Written request 1:
In the car damage thread, why does AndyA4TDI advise claiming from the other driver instead of fixing the marks yourself? Answer in one to three sentences.
Written request 2:
Write the next part of the forum thread about the rear-end bump on the new car, starting with the post under the Pinky heading.

# Start of Text extract

# What would you do?



## Avanti (Jan 17, 2006)

So bit of an incident this evening, someone ran into the back of my car just 12 weeks old and less than 1800 miles, was very low speed but some offending marks 

Would you polish them out? Or could the paint be damaged?



Car was washed yesterday , so the black marks are the offenders 

PS this is Pearl White (Oryx)


----------



## Otto (Feb 2, 2013)

Likely the paint is damaged but cannot assess this well from your image. If they have gone into the back of you then surely they are liable. Get it sent to a professional body shop to get repaired at their expense. But depends on how you want to do it really. If you can get some clearer more detailed images


----------



## AndyA4TDI (May 7, 2012)

A car that new I would want perfect, claim off them and you won't have to pay an excess. Do it yourself and you risk further damage?


----------



## SBM (Jul 4, 2013)

Its a brand new car and they hit the back of you - get it sorted properly and if the payment cannot be agreed private - get your insurance on it asap


----------



## Walesy. (Oct 1, 2009)

I would have it sorted at a body shop with an excellent reputation, nothing less. 

Be reasonable with the other party and give them a chance to settle it outside insurance, if they play funny bugger...get the insurance company right onto it or a no fault claim agent. A good body shop will put you in touch with one and they will chase them for payment.


----------



## Pinky (Feb 15, 2008)

# End of Text extract
# Start of Stored rows

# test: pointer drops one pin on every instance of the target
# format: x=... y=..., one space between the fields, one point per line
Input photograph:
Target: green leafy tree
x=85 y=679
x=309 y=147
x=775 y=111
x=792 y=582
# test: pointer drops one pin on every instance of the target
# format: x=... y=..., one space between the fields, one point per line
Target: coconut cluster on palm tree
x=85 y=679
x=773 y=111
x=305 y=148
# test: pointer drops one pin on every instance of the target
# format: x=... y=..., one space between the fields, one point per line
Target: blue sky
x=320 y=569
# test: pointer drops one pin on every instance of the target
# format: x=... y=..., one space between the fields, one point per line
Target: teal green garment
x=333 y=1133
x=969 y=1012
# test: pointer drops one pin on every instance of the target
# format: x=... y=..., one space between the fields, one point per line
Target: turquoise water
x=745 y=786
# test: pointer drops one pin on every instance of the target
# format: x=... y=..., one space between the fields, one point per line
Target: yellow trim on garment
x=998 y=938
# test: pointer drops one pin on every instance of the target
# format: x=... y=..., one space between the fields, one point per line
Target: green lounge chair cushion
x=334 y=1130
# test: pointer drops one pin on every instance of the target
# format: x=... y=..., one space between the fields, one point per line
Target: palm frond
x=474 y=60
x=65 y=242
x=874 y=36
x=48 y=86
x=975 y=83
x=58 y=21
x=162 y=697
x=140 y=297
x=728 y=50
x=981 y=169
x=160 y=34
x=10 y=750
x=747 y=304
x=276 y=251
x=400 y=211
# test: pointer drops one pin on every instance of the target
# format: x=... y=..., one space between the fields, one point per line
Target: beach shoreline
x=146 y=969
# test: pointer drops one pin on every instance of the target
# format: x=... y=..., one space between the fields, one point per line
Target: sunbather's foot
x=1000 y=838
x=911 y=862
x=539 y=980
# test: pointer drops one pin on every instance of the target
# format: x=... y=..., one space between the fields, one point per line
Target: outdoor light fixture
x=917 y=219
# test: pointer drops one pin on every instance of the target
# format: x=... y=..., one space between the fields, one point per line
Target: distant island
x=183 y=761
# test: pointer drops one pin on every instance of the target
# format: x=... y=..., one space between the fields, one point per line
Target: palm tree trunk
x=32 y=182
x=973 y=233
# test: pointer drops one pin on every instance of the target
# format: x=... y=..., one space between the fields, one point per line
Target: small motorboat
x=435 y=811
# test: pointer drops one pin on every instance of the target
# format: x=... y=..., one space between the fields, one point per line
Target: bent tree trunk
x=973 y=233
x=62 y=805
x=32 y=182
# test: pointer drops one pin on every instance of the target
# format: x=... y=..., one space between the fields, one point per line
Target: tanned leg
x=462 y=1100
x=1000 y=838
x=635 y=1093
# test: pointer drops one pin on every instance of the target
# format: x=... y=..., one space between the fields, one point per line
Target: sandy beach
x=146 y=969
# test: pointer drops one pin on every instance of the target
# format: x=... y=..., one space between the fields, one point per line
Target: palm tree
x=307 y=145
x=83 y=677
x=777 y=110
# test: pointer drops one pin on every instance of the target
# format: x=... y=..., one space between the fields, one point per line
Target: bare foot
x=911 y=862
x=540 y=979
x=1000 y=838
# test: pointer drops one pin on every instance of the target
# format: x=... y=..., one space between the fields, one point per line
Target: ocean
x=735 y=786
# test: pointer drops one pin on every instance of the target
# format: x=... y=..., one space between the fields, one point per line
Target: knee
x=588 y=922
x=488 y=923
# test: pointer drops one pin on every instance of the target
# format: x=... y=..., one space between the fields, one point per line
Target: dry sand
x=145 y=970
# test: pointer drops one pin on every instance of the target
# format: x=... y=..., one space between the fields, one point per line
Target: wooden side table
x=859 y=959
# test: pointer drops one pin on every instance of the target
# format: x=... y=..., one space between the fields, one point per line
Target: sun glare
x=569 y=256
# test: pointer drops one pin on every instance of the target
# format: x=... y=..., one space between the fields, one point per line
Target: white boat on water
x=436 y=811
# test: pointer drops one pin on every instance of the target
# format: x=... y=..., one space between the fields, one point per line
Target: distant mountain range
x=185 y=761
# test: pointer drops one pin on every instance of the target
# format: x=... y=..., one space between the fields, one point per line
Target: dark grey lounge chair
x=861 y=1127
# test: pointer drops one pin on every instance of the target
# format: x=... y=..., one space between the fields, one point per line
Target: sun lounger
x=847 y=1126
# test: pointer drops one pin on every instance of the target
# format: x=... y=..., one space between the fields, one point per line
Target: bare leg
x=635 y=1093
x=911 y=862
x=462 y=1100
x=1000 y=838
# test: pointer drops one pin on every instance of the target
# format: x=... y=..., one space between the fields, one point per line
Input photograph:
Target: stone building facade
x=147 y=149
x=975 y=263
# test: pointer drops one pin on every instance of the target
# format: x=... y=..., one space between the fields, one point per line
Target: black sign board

# End of Stored rows

Exercise output 1:
AndyA4TDI says a car that new should be perfect, and claiming from the other driver means you won't have to pay an excess. Doing the repair yourself risks causing further damage.

Exercise output 2:
Take it to your garage and get it up on a ramp and check for damage ,
I had my car bumped from behind last year and although very slow speed I took it to the garage and the trim round the bumper was twisted although it didn't make the car run any better I got it replaced.
It is a new car after all and you need to get it checked .


----------



## WP-UK (Apr 24, 2011)

Yeah I must admit I would want it done through their insurance to make sure it is all perfect :thumb:


----------



## Avanti (Jan 17, 2006)

Otto said:


> Likely the paint is damaged but cannot assess this well from your image. If they have gone into the back of you then surely they are liable. Get it sent to a professional body shop to get repaired at their expense. But depends on how you want to do it really. If you can get some clearer more detailed images


Indeed, one of them things I wish hadn't happened especially so soon.
I will attempt some better pics.



AndyA4TDI said:


> A car that new I would want perfect, claim off them and you won't have to pay an excess. Do it yourself and you risk further damage?


If the marks are on top of the paint they should polish out, I know I won't have to pay excess, just agro with insurance then they set the ambulance chasers onto to you.

I'm hoping the paint isn't damaged and it's just marks


SBM said:


> Its a brand new car and they hit the back of you - get it sorted properly and if the payment cannot be agreed private - get your insurance on it asap


Trouble is with insurance although the NCB is not reduced and no fault , information only blah blah it still sits on your records for a few years.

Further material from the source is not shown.